Your objective: Resume the passage below on construct validity and score interpretation, carrying it on from its last sentence.

Text under study:
────────────────

The construct validity of score interpretation comes to sustain all score-based inferences. The essence of unified validity is that the appropriateness, meaningfulness, and usefulness of scored-based inferences are integrated and their integration is the outcome of empirically based score interpretation. To refer to validity as a unified concept does not imply that validity cannot be usefully differentiated into distinct aspects, such as the social consequences of performance assessments or the role of score meaning. The target of these distinctions is to provide a means of addressing functional aspects of validity that helps to clarify some complexities in evaluating the appropriateness, meaningfulness, and usefulness of score influences. A key feature for the content aspect of construct validity is to determine the boundaries and structure of the construct domains, such as the knowledge, skills, attitudes, motives, and other attributes to be revealed by the assessment tasks. The boundaries and structure of the construct domain can be examined through job analysis, task analysis, curriculum analysis, and especially domain theory. The goal of the test developed is to ensure that important aspects of the construct domain are covered. This procedure is described as selecting items/tasks in terms of their functional importance. Both content relevance and representativeness of test items are commonly evaluated by expert professional judgment.

────────────────

Data for analysis:

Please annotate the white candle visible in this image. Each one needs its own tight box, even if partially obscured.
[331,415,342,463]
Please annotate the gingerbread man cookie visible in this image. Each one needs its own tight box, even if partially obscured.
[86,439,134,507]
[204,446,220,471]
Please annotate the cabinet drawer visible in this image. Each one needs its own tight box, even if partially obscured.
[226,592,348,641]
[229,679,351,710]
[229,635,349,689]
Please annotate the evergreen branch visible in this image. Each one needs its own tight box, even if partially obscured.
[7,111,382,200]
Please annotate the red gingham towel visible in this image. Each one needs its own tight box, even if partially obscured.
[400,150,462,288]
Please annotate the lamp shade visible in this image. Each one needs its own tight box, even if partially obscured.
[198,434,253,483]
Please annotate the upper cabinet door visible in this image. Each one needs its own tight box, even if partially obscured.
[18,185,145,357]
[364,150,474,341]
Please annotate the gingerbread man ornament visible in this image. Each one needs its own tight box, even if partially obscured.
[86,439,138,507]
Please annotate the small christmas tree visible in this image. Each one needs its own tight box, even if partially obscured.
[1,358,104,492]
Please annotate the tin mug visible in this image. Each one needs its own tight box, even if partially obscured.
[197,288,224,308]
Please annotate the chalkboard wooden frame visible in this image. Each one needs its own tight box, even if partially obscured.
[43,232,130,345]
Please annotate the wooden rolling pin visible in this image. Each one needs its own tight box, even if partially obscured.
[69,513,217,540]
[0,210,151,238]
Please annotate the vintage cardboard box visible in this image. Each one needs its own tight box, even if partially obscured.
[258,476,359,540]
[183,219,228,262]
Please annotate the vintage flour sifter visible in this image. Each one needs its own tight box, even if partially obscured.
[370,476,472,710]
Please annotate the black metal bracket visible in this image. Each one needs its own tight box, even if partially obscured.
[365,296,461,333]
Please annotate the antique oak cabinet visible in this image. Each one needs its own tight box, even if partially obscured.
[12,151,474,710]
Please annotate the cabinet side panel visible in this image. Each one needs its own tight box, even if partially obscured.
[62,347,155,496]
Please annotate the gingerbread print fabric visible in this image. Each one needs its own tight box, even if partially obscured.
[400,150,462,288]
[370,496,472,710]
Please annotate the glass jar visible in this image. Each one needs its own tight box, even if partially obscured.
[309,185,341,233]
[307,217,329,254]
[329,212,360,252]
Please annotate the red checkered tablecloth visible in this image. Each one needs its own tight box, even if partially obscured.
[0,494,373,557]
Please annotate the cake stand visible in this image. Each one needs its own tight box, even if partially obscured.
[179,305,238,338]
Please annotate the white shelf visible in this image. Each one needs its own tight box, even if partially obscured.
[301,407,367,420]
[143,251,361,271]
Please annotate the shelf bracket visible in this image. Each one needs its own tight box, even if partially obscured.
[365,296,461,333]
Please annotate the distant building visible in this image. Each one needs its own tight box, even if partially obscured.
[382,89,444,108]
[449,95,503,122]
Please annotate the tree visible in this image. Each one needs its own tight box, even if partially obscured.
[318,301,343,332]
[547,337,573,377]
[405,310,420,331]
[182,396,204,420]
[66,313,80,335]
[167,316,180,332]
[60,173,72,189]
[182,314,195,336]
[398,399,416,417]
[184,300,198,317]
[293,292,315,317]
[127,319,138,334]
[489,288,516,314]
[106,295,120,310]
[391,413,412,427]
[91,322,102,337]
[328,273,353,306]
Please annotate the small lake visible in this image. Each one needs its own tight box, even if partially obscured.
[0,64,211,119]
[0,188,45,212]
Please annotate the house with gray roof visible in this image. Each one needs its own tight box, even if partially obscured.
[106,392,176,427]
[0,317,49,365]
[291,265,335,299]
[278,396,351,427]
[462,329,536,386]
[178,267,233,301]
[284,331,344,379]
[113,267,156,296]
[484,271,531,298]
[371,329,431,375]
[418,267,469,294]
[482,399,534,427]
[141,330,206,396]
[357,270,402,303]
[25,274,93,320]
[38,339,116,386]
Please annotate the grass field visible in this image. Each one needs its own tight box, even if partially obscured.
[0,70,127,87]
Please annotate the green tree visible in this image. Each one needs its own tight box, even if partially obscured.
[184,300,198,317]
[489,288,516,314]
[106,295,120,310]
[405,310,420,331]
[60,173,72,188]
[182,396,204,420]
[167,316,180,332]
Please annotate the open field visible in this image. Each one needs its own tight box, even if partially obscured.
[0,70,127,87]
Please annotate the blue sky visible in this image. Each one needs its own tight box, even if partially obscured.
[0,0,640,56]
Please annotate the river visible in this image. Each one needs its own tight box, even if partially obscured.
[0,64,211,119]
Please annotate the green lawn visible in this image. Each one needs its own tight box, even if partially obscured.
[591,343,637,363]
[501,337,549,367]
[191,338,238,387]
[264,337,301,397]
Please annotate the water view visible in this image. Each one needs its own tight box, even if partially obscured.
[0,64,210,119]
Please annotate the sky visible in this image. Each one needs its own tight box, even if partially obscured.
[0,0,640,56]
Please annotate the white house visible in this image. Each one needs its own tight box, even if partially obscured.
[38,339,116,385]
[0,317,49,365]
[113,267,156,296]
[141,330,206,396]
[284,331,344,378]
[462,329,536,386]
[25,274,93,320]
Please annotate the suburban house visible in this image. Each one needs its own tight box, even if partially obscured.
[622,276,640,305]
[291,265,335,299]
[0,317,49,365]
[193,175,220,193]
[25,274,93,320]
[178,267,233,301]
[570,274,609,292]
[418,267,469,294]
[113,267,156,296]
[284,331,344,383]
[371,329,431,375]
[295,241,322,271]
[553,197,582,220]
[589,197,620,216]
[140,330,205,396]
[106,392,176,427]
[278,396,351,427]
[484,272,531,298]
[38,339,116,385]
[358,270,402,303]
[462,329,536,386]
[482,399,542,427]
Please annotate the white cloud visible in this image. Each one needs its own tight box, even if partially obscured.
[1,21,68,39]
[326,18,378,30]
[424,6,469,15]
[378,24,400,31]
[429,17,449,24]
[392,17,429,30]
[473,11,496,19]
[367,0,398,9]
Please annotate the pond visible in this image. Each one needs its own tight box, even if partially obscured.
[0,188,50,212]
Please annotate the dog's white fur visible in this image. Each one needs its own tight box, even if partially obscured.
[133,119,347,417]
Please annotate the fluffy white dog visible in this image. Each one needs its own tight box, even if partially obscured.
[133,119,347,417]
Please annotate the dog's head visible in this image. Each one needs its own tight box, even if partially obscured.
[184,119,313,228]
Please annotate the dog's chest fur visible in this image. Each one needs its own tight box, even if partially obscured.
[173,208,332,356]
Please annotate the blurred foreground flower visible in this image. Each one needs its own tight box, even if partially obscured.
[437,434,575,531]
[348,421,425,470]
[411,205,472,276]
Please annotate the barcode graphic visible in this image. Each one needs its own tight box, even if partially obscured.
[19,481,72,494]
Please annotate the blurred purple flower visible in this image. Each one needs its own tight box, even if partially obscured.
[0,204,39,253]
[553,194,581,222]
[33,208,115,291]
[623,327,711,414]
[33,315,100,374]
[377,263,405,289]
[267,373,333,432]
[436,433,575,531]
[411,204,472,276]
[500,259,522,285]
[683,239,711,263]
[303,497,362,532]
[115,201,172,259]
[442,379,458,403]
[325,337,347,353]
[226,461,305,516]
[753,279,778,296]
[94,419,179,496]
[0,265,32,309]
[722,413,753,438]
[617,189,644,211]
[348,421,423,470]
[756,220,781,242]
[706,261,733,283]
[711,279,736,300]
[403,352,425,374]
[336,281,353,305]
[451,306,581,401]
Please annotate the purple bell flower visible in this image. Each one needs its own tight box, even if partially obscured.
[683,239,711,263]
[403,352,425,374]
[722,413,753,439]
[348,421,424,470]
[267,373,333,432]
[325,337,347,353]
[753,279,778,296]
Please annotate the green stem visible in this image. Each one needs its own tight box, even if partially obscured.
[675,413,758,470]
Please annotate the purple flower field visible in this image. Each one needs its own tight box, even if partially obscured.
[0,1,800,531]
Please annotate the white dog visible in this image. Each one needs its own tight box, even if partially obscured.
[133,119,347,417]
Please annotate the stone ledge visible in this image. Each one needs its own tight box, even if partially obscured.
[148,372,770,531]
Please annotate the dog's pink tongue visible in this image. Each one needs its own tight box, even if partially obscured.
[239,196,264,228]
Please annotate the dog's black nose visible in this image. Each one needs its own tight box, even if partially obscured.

────────────────

Answer space:
The substantive aspect of construct validity highlights the role of theories and process modeling in identifying the domain processes expressed through test items (Embertson, 1987; Messick, 1989). The issue of domain coverage refers not just to the content representativeness of the construct measure, but also to the process representation of the construct and the degree to which these processes are reflected in the measurement. Such evidence can be derived through various sources, such as “thinking aloud” protocols and eye-movement records, during responding or through computer modeling of task processes.

According to the structural aspect of construct validity, the theory underlying the construct domain should direct the development of construct-based scoring criteria, in addition to the selection or construction of appropriate assessment tasks. Thus the internal structure of the assessment (i.e., the interrelations among the scored aspects of task and task performance) should correspond with one’s knowledge about the internal structure of the construct domain (Messick, 1989).

Evidence of generalizability relies on the degree of correlation of the assessed tasks with other tasks representing the construct or aspects of the construct. The issue of generalizability of score inferences across tasks or contexts links to the score meaningfulness. The conflict between depth and breadth of domain coverage often reveals a “conflict” between validity and reliability (or generalizability). In addition to generalizability across tasks, the limits of score meaning are also affected by the degree of generalizability across time or occasions and across observers or raters of the task performance.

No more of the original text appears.